- Request -
Rewrite every row below with "row-crop scouting" replaced by "street scene annotation" and nothing else changed. Leave the pictures out of your output.

________________________

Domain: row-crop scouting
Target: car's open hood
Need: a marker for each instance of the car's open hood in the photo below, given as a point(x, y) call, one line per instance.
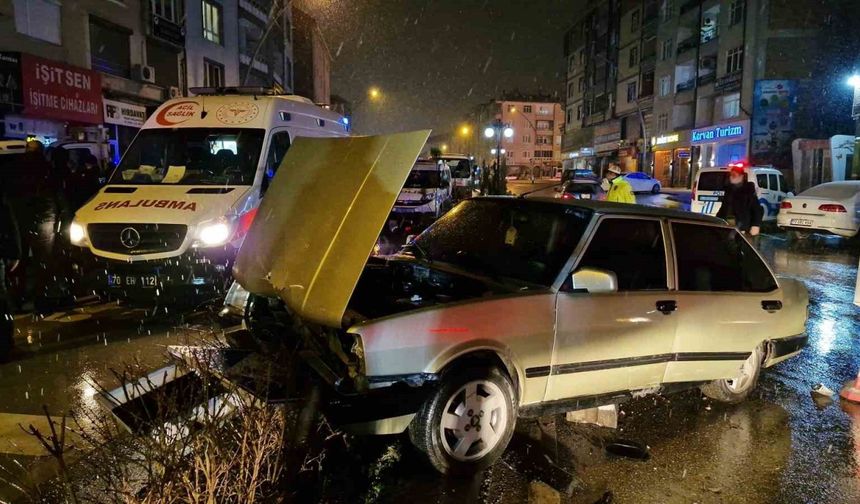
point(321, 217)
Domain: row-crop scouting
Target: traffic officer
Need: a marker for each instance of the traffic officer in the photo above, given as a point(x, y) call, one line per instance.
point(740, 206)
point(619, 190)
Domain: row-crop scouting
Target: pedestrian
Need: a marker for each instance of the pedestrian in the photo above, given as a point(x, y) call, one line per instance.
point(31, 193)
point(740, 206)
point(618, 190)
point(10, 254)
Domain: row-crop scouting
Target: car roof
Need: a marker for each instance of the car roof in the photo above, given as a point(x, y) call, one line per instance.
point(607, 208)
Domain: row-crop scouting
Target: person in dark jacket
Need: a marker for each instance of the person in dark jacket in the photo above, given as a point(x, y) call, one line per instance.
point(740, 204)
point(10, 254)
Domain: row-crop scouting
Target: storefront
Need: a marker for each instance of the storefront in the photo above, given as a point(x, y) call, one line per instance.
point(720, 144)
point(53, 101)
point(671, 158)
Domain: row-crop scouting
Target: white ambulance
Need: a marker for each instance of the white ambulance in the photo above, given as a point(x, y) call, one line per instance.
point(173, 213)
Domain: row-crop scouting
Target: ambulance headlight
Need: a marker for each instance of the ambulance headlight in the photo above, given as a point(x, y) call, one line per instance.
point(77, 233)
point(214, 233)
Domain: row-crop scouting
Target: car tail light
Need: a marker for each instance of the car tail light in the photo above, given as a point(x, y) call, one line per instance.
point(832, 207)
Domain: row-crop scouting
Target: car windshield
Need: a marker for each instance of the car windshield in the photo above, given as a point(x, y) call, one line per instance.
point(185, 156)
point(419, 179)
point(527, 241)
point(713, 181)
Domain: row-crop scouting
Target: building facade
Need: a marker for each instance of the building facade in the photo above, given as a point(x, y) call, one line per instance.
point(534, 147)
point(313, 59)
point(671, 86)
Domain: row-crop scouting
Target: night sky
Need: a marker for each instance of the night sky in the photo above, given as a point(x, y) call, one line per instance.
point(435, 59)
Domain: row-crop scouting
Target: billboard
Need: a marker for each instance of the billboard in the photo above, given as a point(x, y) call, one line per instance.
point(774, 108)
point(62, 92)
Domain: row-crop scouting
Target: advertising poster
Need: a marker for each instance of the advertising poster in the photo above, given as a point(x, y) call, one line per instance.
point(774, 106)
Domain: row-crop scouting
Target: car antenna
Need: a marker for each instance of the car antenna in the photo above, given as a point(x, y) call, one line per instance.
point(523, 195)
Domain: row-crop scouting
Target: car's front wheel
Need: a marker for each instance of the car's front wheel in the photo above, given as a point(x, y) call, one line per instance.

________________________

- Output for this exercise -
Domain: street scene annotation
Target: car's open hood
Need: a marker for each instance of the car's open hood in the photo below, given as a point(x, y) call, one line per instance.
point(321, 217)
Domain: street scene annotation
Target: traffic officer
Need: a marker for each instance of the traffic officer in the photo above, given as a point(x, y) call, one line per instance.
point(740, 206)
point(619, 190)
Domain: street scene annotation
Target: pedestrian
Need: a marker for each instance of the pedestrian in the photo above, given as a point(x, y) call, one line per instance.
point(31, 193)
point(740, 206)
point(618, 190)
point(10, 254)
Domain: street scene annotation
Target: car roof
Need: a marker for each instance of the car roof in the photo above, given as a point(x, y) call, one line per instance.
point(607, 208)
Domain: street scene annotation
Target: person in dark jacket
Need: a marker for each instance of the person in dark jacket in the photo above, given as a point(x, y) call, one line per instance.
point(740, 204)
point(10, 254)
Domain: street scene annotation
Target: storefront
Need: a marker for each instance of the storefront in the photo above, given as a point(x, y) call, one line per instance.
point(720, 144)
point(53, 101)
point(671, 158)
Domain: street scene annotation
Target: white ambulance
Need: a marker for each instance of the white ambulance in the photo above, given as a point(x, y) call, one line per instance.
point(173, 213)
Domain: street scene annotation
Target: ambulance headlight
Need: a marker for each instance of the ambulance headlight in the photo above, given as a point(x, y) call, one line per instance.
point(77, 233)
point(214, 233)
Domain: street scene annotation
Target: car tail light
Need: a marker for each instance of the car tail light in the photo above, given as a point(x, y) call, one line per instance.
point(832, 207)
Domain: street scene annotation
Target: car windshield
Need: a marker for each instance of the car windshield in the photo above, given as a point(x, y) call, one line per instance.
point(185, 156)
point(419, 179)
point(527, 241)
point(713, 181)
Domain: street scene annotation
Target: building facade
Need: a marker for each instance of the building facade in the photo above, given as a point(x, y) call, one line per instance.
point(534, 147)
point(313, 59)
point(671, 86)
Domain: street scene annotation
Target: night sky
Need: a marker for each instance of the night sky in the photo above, given as a point(x, y) call, one line per instance.
point(435, 59)
Domain: street scene annotation
Target: billboard
Need: a marker for each instance of the billboard in the photo above, given as a point(x, y) call, one line per instance.
point(774, 108)
point(62, 92)
Domain: street scene annotation
Target: advertising poster
Need: a marker for each instance of the advertising poster in the photo above, given as a point(x, y) call, one line per instance.
point(774, 106)
Domain: street scene annotation
Target: car antenna
Need: a marker for each instance of the car antenna in the photo above, given as a point(x, y) call, one line per instance.
point(523, 195)
Domain: street scene annotation
Target: car's front wheel
Need: a marker for each instance of the car's front wheel in the photo above, given as a point(x, y) call, one line per instance.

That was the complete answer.